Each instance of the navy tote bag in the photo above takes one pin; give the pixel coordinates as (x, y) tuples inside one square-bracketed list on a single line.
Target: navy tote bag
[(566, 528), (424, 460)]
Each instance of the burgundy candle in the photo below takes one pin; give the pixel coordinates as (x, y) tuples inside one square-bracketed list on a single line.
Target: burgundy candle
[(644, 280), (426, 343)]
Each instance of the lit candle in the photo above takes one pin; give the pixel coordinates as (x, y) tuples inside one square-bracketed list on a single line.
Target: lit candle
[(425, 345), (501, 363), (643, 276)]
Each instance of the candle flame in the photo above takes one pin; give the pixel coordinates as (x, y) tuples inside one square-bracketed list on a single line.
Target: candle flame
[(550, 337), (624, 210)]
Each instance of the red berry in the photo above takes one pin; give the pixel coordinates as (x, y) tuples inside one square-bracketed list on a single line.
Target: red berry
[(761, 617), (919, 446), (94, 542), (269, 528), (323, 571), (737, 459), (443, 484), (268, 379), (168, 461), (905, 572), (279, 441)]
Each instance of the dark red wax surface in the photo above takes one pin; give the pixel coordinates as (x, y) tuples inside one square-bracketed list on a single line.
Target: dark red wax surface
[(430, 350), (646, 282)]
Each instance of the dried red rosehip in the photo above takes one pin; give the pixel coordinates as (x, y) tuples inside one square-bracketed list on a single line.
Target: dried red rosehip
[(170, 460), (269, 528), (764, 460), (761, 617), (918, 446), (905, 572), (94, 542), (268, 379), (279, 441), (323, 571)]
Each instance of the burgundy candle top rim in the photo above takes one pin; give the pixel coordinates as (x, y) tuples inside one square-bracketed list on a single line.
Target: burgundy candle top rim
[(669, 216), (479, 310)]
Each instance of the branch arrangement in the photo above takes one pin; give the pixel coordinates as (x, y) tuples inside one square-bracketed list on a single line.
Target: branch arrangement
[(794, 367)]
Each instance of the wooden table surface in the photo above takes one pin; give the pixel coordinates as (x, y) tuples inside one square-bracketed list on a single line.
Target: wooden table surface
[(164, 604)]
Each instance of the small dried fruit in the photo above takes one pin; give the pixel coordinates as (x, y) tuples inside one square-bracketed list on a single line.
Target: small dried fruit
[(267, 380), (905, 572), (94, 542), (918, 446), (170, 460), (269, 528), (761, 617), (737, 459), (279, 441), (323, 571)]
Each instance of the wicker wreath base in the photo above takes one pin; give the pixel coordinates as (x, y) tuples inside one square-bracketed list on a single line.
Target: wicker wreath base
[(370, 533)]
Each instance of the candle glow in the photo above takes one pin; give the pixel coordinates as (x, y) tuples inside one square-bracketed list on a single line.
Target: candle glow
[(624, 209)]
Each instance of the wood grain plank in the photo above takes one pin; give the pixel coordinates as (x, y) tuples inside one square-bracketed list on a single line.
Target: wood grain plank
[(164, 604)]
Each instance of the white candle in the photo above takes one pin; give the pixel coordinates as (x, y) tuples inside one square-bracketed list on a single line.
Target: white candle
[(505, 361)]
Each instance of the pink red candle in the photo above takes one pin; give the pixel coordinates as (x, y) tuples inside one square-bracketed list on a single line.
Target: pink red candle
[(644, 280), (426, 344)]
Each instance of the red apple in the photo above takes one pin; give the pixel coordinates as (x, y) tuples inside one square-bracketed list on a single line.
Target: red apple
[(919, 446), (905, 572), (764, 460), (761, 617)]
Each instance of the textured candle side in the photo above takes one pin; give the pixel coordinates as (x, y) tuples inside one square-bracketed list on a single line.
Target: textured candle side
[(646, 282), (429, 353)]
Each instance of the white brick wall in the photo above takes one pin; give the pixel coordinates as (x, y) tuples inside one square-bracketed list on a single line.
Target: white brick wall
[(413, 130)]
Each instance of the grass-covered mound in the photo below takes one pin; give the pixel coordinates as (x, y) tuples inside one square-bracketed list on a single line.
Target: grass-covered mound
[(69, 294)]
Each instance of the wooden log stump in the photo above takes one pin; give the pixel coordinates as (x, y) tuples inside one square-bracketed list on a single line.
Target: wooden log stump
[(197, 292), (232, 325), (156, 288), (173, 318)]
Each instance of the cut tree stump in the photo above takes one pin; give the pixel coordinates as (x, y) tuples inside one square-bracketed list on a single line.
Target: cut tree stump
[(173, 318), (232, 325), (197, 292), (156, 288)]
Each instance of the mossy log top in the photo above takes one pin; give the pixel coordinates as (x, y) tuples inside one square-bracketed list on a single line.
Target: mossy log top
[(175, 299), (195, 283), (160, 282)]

_EXERCISE GOAL_.
Write out every one of the records above again, word for word, with nothing changed.

_RESULT FOR THIS TASK_.
Each instance of the navy tote bag in the photo above takes one pin; give the pixel coordinates as (x, y) tuples inside one square-bracketed list on a single line.
Target: navy tote bag
[(566, 528), (424, 460)]
Each instance of the burgundy candle in the photo below takes one pin; give the pixel coordinates as (x, y) tuples inside one square-bracketed list on a single line.
Target: burgundy candle
[(644, 280), (426, 343)]
Each instance of the lit candle in the photo above takes one pin; give the pixel coordinates as (x, y) tuples inside one square-bracketed list on a single line.
Target: lit candle
[(425, 345), (501, 363), (643, 276)]
Each instance of the candle flame in the photo above takes one pin; give the pixel coordinates as (x, y) tuples inside one square-bracketed list on a single line.
Target: candle flame
[(550, 337), (624, 210)]
Each instance of the red berry in the photo above takes one pin; give the pixel coordinates as (x, y) tuples inside one square-bracketed list on a single line.
Target: red berry
[(761, 617), (919, 446), (94, 542), (269, 528), (323, 571), (737, 459), (443, 484), (268, 379), (168, 461), (905, 572), (279, 441)]
Each instance of the dark red wax surface in the photo above takes one pin; give the pixel coordinates as (x, y) tuples inside one square-bracketed list on a single line.
Target: dark red wax surface
[(430, 350), (646, 282)]
Each instance of the dried red rosehip in the photo above takes one pin; give the pixel coordinates as (x, y) tuples inside one square-bracketed list on a single line.
Target: dried red rosehip
[(170, 460), (269, 528), (764, 460), (761, 617), (918, 446), (905, 572), (94, 542), (268, 379), (279, 441), (323, 571)]
Each instance of the burgundy candle top rim in the photo above takes one pin; give the pixel coordinates as (x, y) tuples inside one square-bracketed list on a single line.
Target: burgundy candle top rim
[(669, 216), (479, 310)]
Each instance of the branch arrangement in the photo above takes one pin; give the pixel coordinates as (x, y) tuples inside one square-bracketed list on a single line.
Target: branch arrangement
[(794, 367)]
Each instance of the wooden table surface in the photo above takes one pin; give the pixel coordinates as (x, y) tuples inside one square-bracketed list on a single line.
Target: wooden table surface
[(164, 604)]
Each instance of the small dried fruit in the photo above takes one pin; give the pixel coordinates as (x, y) tuples inside one square-bracketed list on a single line.
Target: small dried fruit
[(267, 380), (905, 572), (94, 542), (918, 446), (170, 460), (269, 528), (761, 617), (737, 459), (279, 441), (323, 571)]
Each instance of the wicker wreath base in the photo above takes one pin; give the pixel coordinates as (x, y) tuples inside one square-bracketed list on a single line.
Target: wicker wreath base
[(370, 533)]
Each instance of the candle glow in the photo above takes one pin; give the pixel coordinates as (x, y) tuples inside one square-bracketed list on a single line.
Target: candle glow
[(624, 209)]
Each instance of the wood grain plank in the photo above takes one pin; give the pixel coordinates as (x, y) tuples inside one square-bracketed list on a single line.
Target: wood grain plank
[(164, 604)]
Each instance of the white candle in the photo above takes one pin; give the pixel coordinates as (x, y) tuples inside one square-bracketed list on a single line.
Target: white candle
[(505, 361)]
Each instance of the pink red candle in the photo above takes one pin; give the pixel coordinates as (x, y) tuples inside one square-bracketed list on a single line.
Target: pink red candle
[(644, 280), (426, 344)]
Each instance of the red apple in the photo above takes one pin; give the pixel coordinates as (x, y) tuples inside one square-bracketed list on a single line.
Target: red apple
[(919, 446), (905, 572), (764, 460), (761, 617)]
Each instance of the textured candle side in the photo above takes one pin; give the pixel coordinates as (x, y) tuples inside one square-bracketed list on a single line.
Target: textured candle side
[(646, 282), (429, 353)]
Each instance of the white brick wall in the photo above takes one pin; give the pixel coordinates as (x, y) tuples inside one square-bracketed list on a single line.
Target: white brick wall
[(413, 130)]
Each instance of the grass-covered mound in the photo below takes one pin; give the pixel coordinates as (x, y) tuples inside one square-bracketed list on a single line.
Target: grass-covered mound
[(69, 294)]
Each instance of the wooden log stump in the photo above takes one pin; give the pixel coordinates as (x, y) tuples inside one square-bracketed list on a single line.
Target: wooden log stump
[(197, 292), (232, 325), (156, 288), (173, 318)]
Each instance of the cut tree stump in the photo above takes one pin; give the pixel coordinates as (x, y) tuples inside one square-bracketed list on a single line.
Target: cut tree stump
[(173, 318), (232, 325), (197, 292), (156, 288)]
Each instance of the mossy log top in the photo above takes one pin; give the pixel coordinates as (x, y) tuples inside one square-bracketed list on a single line.
Target: mossy log top
[(175, 299), (195, 283), (160, 282)]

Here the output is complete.